→ **阅读材料**:
有一天我突然有点冲动,然后我想画点什么东西,我想画一个梅兰竹菊,然后就这么画了,所以你看它有竹子的基本形态,但是上面对它的一些元素的表达,又跟传统的东西对不上号,这就是我不安分的地方。而且大家看一看,包括我前面的这些对线运用上面,不知道你们注意到了没有,因为我前面说了我在二三十岁的时候我画的是工笔画,那时画的线条非常流畅,非常均匀,也很飘逸,为什么现在线条变成这样?某一年某一天,我突然想到我必须要把它丢掉,它变成了我的一种包袱,就是说你在画那样的一条线的时候,你更多考虑的是你在画线,而不是你的身心在一个运动的过程当中留下的痕迹。其实我应该在三十岁的时候清楚一点,这里面没有一个逻辑关系,我经常跟别人谈起这些事,然后人们就说:噢,你看你,你过去是怎么一步一步走过来的,你看你那时候基础多么扎实,你走到今天这么变,这是个必然……我觉得不是,我更宁愿我在20岁的时候就去找这种感觉,这里面没有一个合理性,如果你要相信这个逻辑性的话,那你就会被耽误,因为我一直对空间有一种特殊的情感,都是在营造一种空间。你从这里面找不到它的逻辑性,本质上讲这个艺术其实它是反逻辑的。
当时想着就是把它要重新这么折腾一下,也可能还有一个因素,就是这个纸的本身这种长长的这种东西,然后我就拼命地把它拉长,让它适应这个空间,这里面就没有合理性。所以中国的这个语言文字,在世界里面,它是最不精确最模糊的东西,表达最不精确。在世界的语言里面最精确的语言是法文,所以联合国制定国际公约,国际公法用的是法文,它把每一个词意每一个语义界定得非常清楚、非常准确。但是如果用中文,有那很多人就会钻空子,中文,它确实不精确。但是中文是全世界所有的文字里面最美的语言,那这就应了一个基本规律叫什么?就是美的往往是不准确的,在美学里面,这是一个最基本的规律,而准确的可能往往会不美。
好几年前图书馆的馆长给我打电话,说新校区的图书馆需要布置一下,让我画两张比如敦煌的这个那个,然后我画了两张,一个飞天条屏,我选了一个比较特别的,往上飞的。另外画了一个,好像是反弹琵琶,这个画的过程当中,整个线看上去是不受控制的,我是随着笔让它怎么走都可以,所以那个是比较清楚的,我自己也是感觉非常好,那个线是什么感觉,一会粗一会细,弯弯曲曲,按正常的标准来衡量就是不好看,画面的整个色彩什么的处理都也还可以,结果有一个学生告诉我她有一次在图书馆看到有两个老师看我的画,完了就说这个画,看上去还挺好看的,颜色什么处理得都挺好,但是仔细一看这个人怎么不会画线,这个线怎么会画成这样?这个不行,这个人得好好去练基本功……其实那个东西恰恰是我觉得特别好的一个东西,因为它跟我的内心是接通的。

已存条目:
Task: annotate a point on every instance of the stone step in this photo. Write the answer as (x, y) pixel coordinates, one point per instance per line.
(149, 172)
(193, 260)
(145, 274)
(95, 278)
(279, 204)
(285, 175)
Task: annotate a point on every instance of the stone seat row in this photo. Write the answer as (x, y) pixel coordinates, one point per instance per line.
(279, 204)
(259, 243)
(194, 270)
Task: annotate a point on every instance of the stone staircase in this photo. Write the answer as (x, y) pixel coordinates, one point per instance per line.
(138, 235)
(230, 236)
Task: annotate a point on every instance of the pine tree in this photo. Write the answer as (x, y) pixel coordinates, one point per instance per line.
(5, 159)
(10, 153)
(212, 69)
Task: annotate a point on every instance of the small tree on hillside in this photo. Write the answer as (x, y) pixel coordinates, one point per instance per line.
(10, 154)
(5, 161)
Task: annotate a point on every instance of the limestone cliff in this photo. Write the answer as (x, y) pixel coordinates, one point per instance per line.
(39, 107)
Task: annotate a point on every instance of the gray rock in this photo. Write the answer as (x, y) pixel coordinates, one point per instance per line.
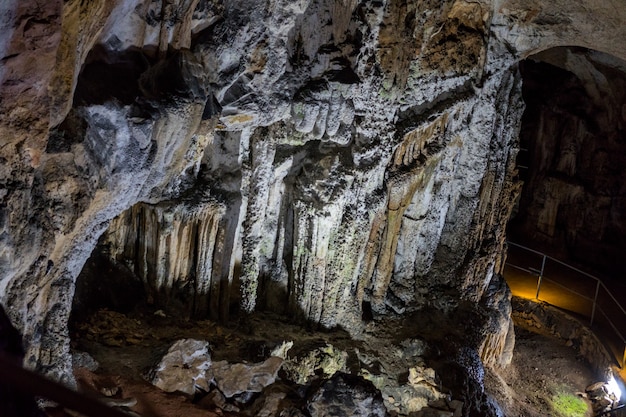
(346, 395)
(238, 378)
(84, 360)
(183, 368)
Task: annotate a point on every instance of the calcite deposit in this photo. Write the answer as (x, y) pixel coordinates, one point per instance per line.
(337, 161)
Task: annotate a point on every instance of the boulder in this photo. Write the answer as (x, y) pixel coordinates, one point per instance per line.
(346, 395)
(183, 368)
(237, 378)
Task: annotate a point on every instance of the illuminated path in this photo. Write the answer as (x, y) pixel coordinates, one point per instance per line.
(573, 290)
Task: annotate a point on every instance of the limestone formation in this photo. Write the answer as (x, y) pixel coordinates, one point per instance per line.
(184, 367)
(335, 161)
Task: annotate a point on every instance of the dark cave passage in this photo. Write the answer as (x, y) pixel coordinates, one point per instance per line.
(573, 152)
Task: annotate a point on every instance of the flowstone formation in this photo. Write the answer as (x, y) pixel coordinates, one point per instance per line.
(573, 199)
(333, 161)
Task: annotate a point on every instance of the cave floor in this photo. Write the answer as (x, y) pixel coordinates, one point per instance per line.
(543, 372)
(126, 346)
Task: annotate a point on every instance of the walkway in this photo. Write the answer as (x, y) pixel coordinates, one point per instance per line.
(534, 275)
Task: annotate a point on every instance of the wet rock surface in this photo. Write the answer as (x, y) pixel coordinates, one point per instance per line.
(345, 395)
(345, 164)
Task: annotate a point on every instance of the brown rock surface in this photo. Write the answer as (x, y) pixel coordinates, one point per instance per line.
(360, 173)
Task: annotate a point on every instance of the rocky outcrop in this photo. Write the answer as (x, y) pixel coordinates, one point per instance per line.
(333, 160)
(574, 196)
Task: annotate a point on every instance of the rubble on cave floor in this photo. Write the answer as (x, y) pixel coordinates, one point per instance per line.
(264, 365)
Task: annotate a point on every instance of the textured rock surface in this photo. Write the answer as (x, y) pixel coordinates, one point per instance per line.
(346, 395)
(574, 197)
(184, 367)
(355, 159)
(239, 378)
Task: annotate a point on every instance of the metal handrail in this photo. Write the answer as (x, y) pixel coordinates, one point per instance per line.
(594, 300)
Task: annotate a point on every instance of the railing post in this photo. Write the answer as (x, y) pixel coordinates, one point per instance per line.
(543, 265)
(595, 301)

---

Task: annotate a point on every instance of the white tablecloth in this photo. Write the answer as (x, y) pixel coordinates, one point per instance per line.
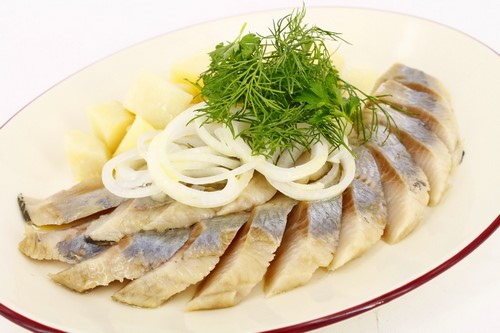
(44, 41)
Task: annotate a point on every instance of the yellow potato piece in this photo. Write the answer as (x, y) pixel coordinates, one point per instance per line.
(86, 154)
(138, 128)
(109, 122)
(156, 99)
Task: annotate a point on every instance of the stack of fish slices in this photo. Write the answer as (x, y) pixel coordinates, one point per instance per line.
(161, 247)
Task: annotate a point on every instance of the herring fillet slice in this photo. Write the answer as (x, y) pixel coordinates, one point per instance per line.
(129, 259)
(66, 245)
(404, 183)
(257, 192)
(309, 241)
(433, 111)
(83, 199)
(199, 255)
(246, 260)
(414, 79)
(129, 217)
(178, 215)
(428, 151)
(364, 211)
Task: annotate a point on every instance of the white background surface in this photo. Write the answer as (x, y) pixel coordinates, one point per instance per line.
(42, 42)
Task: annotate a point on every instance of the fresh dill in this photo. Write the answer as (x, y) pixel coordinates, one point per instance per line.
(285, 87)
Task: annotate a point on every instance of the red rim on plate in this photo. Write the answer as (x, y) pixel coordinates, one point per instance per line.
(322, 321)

→ **作业要求**:
根据阅读材料,回答下列问题:
1. 讲述者在二三十岁的时候画的是哪一类画?
2. 材料中说,世界的语言里最精确的是哪种语言?
3. 图书馆馆长打电话,请讲述者为哪里的图书馆作画?

→ **参考解答**:
1. 工笔画。
2. 法文。
3. 新校区的图书馆。